[Source records]

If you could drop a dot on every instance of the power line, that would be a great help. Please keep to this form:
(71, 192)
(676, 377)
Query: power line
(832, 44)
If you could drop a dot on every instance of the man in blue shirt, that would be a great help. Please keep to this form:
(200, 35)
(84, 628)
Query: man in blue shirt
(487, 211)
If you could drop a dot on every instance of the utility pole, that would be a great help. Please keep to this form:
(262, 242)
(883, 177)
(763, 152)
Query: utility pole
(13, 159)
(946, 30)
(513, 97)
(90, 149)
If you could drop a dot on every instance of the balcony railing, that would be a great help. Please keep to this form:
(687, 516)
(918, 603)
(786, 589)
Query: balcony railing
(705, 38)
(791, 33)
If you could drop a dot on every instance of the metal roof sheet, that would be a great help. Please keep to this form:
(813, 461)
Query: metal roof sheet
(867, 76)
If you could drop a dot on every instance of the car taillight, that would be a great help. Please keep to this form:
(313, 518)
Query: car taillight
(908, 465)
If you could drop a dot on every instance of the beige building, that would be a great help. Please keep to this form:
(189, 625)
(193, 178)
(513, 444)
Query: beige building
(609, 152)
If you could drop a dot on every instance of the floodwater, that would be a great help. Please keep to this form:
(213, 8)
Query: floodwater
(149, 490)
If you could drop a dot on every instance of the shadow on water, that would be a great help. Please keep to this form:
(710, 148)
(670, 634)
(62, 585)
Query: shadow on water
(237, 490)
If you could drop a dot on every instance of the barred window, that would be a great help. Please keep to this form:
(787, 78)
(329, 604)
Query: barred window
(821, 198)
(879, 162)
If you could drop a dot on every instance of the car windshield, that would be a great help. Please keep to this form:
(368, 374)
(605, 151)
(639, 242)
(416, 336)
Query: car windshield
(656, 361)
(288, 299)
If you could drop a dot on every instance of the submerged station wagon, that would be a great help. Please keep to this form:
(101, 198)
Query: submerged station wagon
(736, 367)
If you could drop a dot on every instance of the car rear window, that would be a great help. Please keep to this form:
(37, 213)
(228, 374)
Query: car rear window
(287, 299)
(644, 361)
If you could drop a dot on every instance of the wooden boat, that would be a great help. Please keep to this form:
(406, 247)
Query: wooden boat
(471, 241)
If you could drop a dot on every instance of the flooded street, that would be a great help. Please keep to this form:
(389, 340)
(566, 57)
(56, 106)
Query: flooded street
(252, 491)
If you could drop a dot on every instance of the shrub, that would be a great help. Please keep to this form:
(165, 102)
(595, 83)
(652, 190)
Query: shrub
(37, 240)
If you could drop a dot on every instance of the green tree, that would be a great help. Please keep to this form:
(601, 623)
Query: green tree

#### WHAT THE TASK REQUIRES
Transcribe the records exactly as they appear.

#### PROBLEM SOLUTION
If you could drop a dot on every instance of the power line, that would be a great help. Please keep to this form:
(71, 192)
(676, 377)
Query: power line
(832, 44)
If you could drop a dot on every instance of the man in blue shirt, that would be a great help. Please keep to this form:
(200, 35)
(84, 628)
Query: man in blue shirt
(487, 211)
If you could drop a dot on every instance of the utility pole, that would be a great help. Please keep to this form:
(262, 242)
(883, 177)
(763, 152)
Query: utility pole
(13, 159)
(946, 30)
(513, 97)
(90, 149)
If you could drop a dot on every instance of the balcony railing, that would be a great help. Please keep to this form:
(687, 516)
(918, 603)
(786, 589)
Query: balcony railing
(705, 38)
(791, 33)
If you could drop a dot on every instance of the metal roof sheet, that would be a great help. Please keep to this form:
(813, 461)
Query: metal roof sheet
(867, 76)
If you could drop a dot on every instance of the car taillight, that would be a great help. Please keep to this form:
(313, 518)
Query: car taillight
(908, 465)
If you could drop a dot on every instance of the beige building, that would be a great help. Please keep to this form:
(189, 625)
(193, 178)
(513, 444)
Query: beige building
(609, 152)
If you could drop a dot on every instance of the floodwater, that would be a great help. Please keep to this form:
(213, 8)
Query: floodwater
(149, 490)
If you could drop a dot on every instance of the shadow on water, that would be a great help. Please keep to this form:
(710, 148)
(670, 634)
(62, 585)
Query: shadow on water
(237, 490)
If you could drop a dot on every instance of the barred window, that would be a great help. Please keep to this form:
(787, 78)
(329, 604)
Query: barred window
(821, 198)
(879, 162)
If you could drop a dot on every instance of the car windshield, that would be a great help. Please keep to this form:
(368, 374)
(605, 151)
(639, 242)
(416, 336)
Query: car windshield
(656, 361)
(288, 299)
If you could drop a dot on every instance of the submerged station wagon, that would be a great help. Please keep to this form:
(101, 198)
Query: submerged station wagon
(736, 367)
If you could drop a dot on every instance of the car rear window, that would be a great help. Please keep to this form:
(37, 213)
(228, 374)
Query: car rear window
(287, 299)
(644, 361)
If you could drop a dot on every instance of the wooden boat, that would be a great help. Please keep to this form:
(406, 247)
Query: wooden boat
(471, 241)
If you could drop a dot on every instance of the flooded street, that would be a great help. Please keep to this form:
(389, 340)
(566, 57)
(56, 106)
Query: flooded street
(252, 491)
If you could drop a dot on every instance of the shrub, that would be a great help. Please keep to this form:
(165, 102)
(595, 83)
(652, 190)
Query: shrub
(37, 240)
If you could drop a dot on every instance of the green tree, that would be a great help. Please keep to this form:
(601, 623)
Query: green tree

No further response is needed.